◆ Exercise task
Pick out each line in the rows below that contains the word "reins" and copy those lines.

◆ Source records
++++++++++++++++++++

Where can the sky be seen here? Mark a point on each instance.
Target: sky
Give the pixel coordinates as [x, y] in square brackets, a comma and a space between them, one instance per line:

++++++++++++++++++++

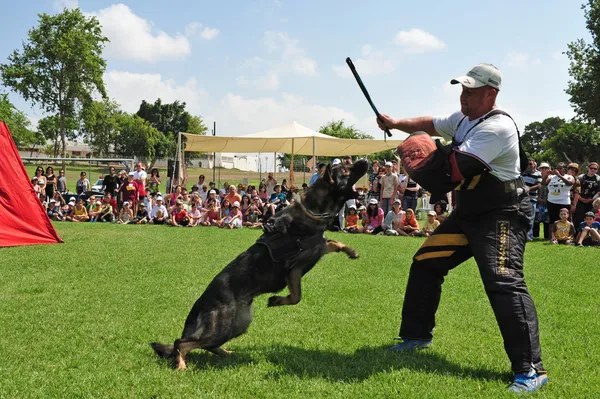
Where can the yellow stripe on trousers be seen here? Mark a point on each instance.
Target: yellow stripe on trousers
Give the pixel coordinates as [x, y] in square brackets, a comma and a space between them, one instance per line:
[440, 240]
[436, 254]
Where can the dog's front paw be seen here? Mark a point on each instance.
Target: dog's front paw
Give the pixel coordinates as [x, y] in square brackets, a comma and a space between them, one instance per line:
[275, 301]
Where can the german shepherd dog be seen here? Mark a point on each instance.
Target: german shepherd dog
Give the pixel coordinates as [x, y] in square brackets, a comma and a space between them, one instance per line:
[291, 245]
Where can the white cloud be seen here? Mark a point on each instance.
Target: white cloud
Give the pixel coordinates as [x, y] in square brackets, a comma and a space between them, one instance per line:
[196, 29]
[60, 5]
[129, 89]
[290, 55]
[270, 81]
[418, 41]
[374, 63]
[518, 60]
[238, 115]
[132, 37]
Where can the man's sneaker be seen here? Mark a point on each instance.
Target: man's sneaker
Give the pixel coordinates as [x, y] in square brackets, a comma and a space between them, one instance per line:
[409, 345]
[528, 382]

++++++++++++++++++++

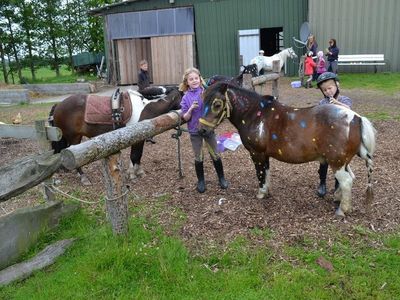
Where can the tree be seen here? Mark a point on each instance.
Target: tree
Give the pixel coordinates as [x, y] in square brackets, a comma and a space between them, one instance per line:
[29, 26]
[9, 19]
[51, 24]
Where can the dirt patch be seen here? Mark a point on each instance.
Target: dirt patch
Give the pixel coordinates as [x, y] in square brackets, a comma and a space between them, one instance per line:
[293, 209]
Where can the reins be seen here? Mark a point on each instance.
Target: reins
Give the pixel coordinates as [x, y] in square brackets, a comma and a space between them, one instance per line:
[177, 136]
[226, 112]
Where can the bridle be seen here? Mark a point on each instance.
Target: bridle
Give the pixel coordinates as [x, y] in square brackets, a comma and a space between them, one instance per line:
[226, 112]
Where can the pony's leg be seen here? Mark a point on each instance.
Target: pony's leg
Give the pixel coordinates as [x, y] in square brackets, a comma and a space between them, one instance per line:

++++++++++++++++++++

◆ Answer for the task
Where can the reins be seen here? Mark a point on each instance.
Target: reins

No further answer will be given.